EXCERPTED RECORDS -
-- start --

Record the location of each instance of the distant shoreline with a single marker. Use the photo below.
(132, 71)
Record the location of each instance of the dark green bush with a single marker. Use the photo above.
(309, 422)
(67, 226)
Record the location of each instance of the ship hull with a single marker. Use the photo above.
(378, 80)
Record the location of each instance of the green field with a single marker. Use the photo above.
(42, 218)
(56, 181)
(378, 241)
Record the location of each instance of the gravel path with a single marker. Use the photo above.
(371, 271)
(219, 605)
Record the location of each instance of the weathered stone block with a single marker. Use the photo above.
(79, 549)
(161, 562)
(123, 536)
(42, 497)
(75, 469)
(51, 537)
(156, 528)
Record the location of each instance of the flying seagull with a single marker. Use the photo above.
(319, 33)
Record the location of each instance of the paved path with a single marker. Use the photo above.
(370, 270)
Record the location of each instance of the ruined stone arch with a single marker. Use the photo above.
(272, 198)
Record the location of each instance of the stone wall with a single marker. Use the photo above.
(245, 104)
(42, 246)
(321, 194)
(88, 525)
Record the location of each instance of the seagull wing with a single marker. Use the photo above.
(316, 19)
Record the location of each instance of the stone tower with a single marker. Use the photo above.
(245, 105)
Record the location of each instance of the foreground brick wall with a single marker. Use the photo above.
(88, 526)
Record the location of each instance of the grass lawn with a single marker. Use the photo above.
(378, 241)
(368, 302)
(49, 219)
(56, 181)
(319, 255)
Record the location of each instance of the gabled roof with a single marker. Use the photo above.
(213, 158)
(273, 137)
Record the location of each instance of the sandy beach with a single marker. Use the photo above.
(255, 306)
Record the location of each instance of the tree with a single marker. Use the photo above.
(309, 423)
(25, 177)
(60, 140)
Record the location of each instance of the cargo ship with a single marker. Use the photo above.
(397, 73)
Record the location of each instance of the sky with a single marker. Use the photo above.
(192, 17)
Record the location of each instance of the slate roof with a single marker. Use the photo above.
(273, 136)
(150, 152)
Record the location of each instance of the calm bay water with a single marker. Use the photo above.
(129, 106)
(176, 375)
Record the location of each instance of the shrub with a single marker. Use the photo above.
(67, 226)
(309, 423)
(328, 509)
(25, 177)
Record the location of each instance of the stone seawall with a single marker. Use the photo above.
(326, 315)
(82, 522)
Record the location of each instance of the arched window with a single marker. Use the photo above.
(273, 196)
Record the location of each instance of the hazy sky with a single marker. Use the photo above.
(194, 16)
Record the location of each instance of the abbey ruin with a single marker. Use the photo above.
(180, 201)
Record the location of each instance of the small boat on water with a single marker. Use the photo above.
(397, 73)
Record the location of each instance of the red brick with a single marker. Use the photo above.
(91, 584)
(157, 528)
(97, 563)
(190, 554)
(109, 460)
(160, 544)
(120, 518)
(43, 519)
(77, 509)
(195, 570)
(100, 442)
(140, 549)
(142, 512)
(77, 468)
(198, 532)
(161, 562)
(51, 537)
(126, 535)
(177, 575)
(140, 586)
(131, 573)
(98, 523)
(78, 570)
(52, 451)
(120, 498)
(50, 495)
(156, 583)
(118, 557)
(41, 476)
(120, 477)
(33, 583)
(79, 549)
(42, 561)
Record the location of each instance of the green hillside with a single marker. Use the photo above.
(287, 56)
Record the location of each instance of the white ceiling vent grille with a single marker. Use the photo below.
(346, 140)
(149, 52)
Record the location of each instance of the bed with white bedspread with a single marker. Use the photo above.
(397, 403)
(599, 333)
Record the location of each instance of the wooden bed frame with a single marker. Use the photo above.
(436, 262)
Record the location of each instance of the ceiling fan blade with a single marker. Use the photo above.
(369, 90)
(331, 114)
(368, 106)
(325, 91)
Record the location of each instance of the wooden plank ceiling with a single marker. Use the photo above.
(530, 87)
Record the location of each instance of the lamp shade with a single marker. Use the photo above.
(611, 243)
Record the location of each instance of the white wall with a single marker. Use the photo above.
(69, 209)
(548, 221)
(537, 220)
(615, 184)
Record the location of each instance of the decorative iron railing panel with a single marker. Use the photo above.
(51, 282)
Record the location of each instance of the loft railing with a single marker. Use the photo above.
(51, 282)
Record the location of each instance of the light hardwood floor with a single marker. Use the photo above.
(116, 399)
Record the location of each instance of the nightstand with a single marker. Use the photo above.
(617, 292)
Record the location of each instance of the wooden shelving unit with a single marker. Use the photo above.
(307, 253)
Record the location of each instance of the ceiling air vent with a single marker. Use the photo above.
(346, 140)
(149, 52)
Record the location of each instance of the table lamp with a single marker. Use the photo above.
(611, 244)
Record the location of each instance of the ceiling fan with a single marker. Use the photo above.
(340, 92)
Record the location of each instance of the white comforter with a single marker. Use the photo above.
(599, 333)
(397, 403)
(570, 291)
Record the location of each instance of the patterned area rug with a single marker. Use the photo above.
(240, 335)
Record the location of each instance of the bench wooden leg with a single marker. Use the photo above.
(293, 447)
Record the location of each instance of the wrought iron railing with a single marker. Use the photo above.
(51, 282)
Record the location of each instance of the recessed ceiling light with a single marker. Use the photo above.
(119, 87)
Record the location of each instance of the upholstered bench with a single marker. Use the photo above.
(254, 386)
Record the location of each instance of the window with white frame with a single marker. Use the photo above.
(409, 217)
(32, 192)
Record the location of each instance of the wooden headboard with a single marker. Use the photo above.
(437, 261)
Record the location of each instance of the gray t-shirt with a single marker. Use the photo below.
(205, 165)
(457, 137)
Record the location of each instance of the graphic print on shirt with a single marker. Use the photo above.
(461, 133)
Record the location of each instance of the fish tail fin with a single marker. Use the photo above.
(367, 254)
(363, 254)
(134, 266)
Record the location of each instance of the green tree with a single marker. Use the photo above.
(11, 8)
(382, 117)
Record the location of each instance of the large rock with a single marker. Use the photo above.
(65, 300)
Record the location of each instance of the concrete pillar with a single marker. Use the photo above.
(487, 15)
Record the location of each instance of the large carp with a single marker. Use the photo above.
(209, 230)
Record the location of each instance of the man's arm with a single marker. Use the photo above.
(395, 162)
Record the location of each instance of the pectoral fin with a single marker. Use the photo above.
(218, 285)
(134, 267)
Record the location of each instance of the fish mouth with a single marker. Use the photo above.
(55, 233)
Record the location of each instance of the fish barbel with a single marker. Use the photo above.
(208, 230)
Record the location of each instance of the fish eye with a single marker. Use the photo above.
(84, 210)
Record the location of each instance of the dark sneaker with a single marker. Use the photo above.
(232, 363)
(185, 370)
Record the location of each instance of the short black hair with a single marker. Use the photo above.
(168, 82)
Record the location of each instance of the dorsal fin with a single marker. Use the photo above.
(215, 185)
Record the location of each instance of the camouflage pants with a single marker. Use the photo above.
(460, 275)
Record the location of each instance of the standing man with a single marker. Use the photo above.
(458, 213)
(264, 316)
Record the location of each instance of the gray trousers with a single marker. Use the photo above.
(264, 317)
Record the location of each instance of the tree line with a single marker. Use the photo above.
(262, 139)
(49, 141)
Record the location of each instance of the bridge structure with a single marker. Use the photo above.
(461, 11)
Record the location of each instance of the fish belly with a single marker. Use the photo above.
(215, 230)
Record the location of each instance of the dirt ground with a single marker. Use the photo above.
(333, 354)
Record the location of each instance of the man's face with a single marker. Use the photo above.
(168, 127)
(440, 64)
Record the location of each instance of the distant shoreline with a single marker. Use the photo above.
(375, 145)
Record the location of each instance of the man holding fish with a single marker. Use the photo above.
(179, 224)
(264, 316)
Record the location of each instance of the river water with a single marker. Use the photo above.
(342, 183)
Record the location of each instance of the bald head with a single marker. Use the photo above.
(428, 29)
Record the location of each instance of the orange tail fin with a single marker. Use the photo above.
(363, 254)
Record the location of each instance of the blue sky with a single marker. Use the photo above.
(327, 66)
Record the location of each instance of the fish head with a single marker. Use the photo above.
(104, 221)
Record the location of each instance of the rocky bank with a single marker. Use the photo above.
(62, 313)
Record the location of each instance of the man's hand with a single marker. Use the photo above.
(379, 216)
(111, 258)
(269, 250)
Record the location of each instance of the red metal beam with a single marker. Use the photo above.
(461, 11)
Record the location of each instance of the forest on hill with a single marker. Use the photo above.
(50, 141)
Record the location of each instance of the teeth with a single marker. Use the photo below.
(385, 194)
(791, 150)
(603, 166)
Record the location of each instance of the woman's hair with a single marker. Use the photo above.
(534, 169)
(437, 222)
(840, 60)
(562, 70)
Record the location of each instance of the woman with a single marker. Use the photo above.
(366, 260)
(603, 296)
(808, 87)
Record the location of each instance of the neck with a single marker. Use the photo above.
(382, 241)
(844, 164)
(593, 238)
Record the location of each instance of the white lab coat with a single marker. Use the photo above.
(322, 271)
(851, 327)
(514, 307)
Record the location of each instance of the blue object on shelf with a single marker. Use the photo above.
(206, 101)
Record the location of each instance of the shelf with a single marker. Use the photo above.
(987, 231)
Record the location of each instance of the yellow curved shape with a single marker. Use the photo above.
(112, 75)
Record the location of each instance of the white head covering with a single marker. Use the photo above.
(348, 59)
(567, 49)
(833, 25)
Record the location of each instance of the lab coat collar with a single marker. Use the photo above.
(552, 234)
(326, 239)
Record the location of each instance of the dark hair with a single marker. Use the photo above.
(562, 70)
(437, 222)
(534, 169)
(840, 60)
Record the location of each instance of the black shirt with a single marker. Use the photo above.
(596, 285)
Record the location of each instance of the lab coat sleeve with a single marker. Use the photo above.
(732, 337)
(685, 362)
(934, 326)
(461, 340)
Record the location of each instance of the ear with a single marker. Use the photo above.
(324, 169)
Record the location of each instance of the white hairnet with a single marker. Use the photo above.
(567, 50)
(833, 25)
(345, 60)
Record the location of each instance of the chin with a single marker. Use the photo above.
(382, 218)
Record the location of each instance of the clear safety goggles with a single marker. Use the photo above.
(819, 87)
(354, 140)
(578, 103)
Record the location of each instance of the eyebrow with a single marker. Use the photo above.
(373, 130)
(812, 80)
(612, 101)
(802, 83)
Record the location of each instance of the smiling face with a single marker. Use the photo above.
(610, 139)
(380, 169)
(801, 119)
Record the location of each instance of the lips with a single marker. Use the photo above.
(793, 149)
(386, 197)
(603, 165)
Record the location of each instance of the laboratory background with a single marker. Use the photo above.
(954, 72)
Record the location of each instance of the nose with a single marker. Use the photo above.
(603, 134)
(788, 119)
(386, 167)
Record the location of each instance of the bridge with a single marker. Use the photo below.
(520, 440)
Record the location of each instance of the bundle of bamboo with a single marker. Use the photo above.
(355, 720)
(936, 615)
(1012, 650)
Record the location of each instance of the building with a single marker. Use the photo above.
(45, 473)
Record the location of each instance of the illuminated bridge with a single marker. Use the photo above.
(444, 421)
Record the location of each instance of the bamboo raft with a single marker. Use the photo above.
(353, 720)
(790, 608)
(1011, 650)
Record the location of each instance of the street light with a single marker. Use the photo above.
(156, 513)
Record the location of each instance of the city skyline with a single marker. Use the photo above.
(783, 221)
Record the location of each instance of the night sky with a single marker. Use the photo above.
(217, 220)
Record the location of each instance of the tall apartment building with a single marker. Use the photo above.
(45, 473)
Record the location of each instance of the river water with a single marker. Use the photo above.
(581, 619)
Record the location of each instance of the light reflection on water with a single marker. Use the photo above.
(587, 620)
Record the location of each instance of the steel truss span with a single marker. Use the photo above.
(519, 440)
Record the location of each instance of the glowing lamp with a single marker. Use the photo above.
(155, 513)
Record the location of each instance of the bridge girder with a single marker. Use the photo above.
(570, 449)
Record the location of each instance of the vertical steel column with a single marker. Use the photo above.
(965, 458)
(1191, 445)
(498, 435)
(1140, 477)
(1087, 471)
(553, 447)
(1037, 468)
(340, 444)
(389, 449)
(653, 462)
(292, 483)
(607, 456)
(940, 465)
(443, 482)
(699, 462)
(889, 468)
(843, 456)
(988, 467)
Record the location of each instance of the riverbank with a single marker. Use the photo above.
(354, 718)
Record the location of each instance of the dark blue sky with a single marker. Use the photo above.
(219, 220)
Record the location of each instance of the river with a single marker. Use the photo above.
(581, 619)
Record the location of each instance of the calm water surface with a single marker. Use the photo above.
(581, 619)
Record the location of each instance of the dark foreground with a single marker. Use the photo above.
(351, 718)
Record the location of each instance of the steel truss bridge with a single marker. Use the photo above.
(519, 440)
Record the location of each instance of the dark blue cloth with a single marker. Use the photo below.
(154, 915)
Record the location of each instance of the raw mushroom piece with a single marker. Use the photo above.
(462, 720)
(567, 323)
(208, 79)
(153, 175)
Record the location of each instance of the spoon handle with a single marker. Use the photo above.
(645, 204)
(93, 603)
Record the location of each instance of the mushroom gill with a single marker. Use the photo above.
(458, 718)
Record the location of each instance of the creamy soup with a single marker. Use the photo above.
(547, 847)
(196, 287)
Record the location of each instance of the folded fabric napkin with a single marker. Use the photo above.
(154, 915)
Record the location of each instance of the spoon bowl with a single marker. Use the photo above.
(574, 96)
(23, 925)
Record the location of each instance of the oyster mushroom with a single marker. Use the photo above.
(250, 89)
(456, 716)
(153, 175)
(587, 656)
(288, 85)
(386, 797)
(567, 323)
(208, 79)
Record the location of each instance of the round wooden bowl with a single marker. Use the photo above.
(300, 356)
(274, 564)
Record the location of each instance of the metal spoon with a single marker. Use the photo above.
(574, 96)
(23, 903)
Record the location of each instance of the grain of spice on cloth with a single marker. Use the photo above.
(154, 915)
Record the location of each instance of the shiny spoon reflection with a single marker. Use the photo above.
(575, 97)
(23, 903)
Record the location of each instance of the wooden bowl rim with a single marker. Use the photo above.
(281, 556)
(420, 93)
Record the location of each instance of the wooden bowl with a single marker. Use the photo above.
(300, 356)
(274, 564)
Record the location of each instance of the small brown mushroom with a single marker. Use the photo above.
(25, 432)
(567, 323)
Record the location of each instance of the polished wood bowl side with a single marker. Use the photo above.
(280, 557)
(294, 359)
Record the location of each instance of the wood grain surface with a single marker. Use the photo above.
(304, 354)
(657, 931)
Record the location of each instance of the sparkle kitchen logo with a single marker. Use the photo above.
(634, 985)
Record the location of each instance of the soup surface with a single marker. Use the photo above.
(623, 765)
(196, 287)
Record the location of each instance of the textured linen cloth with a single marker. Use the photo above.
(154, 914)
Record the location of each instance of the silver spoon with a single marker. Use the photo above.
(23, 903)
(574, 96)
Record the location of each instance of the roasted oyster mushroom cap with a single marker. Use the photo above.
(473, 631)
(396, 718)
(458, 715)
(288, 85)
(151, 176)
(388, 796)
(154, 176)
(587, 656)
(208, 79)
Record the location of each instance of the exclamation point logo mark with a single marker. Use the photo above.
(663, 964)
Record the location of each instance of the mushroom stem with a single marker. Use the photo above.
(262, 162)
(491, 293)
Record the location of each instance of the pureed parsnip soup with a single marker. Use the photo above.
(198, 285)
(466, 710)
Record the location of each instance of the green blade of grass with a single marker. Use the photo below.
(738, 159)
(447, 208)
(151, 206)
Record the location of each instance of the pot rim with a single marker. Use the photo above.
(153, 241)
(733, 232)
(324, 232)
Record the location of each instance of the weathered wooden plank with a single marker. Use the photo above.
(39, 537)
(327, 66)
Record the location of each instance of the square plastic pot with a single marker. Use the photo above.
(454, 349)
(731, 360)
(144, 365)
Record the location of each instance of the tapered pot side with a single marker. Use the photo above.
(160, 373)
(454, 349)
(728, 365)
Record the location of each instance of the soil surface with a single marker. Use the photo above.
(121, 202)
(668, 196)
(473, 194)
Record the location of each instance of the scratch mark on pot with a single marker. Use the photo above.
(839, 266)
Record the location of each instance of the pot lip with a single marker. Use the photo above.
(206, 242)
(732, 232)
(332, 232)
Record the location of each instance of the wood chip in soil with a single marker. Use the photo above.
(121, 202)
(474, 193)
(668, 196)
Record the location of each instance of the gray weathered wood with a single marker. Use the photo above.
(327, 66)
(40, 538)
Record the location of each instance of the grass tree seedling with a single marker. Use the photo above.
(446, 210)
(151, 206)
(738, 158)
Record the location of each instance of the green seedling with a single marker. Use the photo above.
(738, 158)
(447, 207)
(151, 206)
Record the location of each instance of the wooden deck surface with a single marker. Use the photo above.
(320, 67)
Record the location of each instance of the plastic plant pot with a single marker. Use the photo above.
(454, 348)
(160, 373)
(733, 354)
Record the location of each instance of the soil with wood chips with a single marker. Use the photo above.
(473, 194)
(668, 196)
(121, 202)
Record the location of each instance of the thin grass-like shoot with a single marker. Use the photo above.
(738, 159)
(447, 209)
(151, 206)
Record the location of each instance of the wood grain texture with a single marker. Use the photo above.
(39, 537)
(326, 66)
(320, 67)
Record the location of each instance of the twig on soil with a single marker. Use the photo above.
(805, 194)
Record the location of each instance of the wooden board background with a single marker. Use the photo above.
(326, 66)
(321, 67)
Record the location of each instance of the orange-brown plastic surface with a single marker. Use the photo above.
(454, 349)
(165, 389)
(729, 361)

-- end --

EXERCISE INSTRUCTIONS - Repeat the line that contains "Record the location of each instance of the scratch", then every line after it until the records end, with nothing added.

COMPLETE ANSWER -
Record the location of each instance of the scratch mark on pot with a single marker. Use the photo above.
(839, 266)
Record the location of each instance of the pot lip with a single marker. Use the photo above.
(206, 242)
(732, 232)
(332, 232)
Record the location of each instance of the wood chip in soil with a single marker. Use the photo above.
(121, 202)
(474, 193)
(668, 196)
Record the location of each instance of the gray weathered wood with a single marker. Use the photo above.
(327, 66)
(40, 538)
Record the location of each instance of the grass tree seedling with a single marker. Use the photo above.
(446, 210)
(151, 206)
(738, 158)
Record the location of each instance of the green seedling with a single marker. Use the photo above.
(738, 158)
(447, 207)
(151, 206)
Record the location of each instance of the wooden deck surface with a single marker. Use the photo above.
(320, 67)
Record the location of each instance of the plastic plant pot with a single marker. Use the photo above.
(454, 348)
(160, 373)
(733, 354)
Record the location of each instance of the soil with wood chips with a single marker. Use the photo above.
(473, 194)
(668, 196)
(121, 202)
Record the location of each instance of the thin grass-like shoot with a single marker. Use the photo above.
(738, 159)
(447, 209)
(151, 206)
Record the location of each instance of the wood grain texture with a single marker. Use the photo above.
(39, 537)
(326, 66)
(320, 67)
Record the location of each instance of the twig on soil with a single marker. Use the photo above.
(805, 194)
Record the location of each instance of the wooden board background with a single marker. Use the photo above.
(326, 66)
(321, 67)
Record the location of each instance of the orange-brown plastic surface with a single marker. Use the photo above.
(454, 349)
(165, 389)
(729, 361)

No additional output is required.